Repeat each entry below exactly, omitting any picture it holds.

*** EXERCISE DATA ***

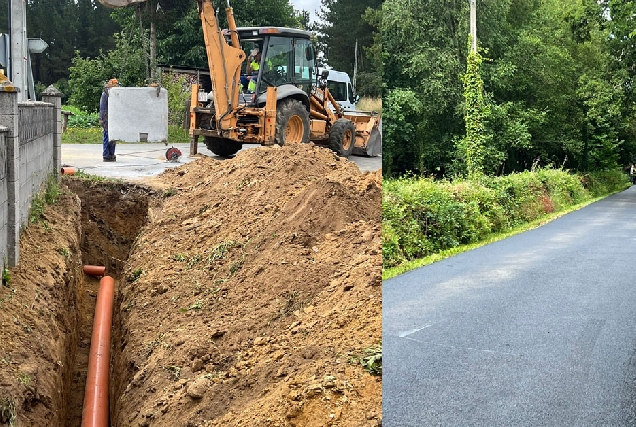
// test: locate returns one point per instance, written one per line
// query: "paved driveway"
(141, 160)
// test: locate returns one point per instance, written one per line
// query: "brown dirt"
(247, 298)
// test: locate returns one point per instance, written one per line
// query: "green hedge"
(421, 216)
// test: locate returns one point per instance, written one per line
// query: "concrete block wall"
(37, 132)
(30, 153)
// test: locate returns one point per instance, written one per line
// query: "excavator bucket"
(368, 133)
(119, 3)
(374, 145)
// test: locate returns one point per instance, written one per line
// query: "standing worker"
(108, 152)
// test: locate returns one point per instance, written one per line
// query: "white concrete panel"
(138, 114)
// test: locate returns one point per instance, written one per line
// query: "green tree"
(343, 26)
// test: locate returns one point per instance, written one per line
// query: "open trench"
(112, 215)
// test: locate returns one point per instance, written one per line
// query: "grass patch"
(422, 217)
(74, 135)
(391, 272)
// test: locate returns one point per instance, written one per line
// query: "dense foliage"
(345, 22)
(557, 86)
(422, 216)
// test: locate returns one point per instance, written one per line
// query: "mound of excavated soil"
(251, 295)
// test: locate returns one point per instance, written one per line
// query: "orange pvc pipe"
(96, 409)
(95, 270)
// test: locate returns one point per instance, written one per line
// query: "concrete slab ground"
(139, 160)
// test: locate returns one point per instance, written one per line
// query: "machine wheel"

*** End of EXERCISE DATA ***

### [EXPECTED ANSWER]
// test: locate returns one point per instance, written one per line
// query: "paved driveway"
(141, 160)
// test: locate returns one point per instance, written one per line
// query: "brown dirt"
(247, 298)
// test: locate returns one point per instance, written one per line
// query: "green hedge"
(421, 216)
// test: locate returns one point per instance, written one per line
// query: "concrete block wall"
(37, 132)
(30, 153)
// test: locate returns one point per instance, written one per line
// query: "excavator bucket"
(368, 133)
(119, 3)
(374, 145)
// test: locate returns one point per instance, written one per line
// query: "standing worker"
(108, 152)
// test: locate returns one point per instance, written one per line
// query: "white concrete panel"
(138, 114)
// test: locate returns one point per instance, written one per line
// query: "green tree"
(343, 26)
// test: locate returns one point per instance, written one per line
// query: "open trench"
(112, 215)
// test: locate returns one point per instance, written one per line
// query: "grass patch"
(422, 217)
(74, 135)
(391, 272)
// test: locate returns one point per instance, written one per line
// query: "dense foliage"
(345, 22)
(557, 86)
(422, 216)
// test: locate returns one point per instance, written one per line
// query: "mound of excavated soil"
(251, 295)
// test: locate returns one point per instance, written one per line
// query: "orange pvc pipe"
(96, 409)
(95, 270)
// test: locate returns one point per instance, written one per line
// query: "concrete slab ground"
(139, 160)
// test: locate returns one point per instance, written one per line
// query: "machine wheel"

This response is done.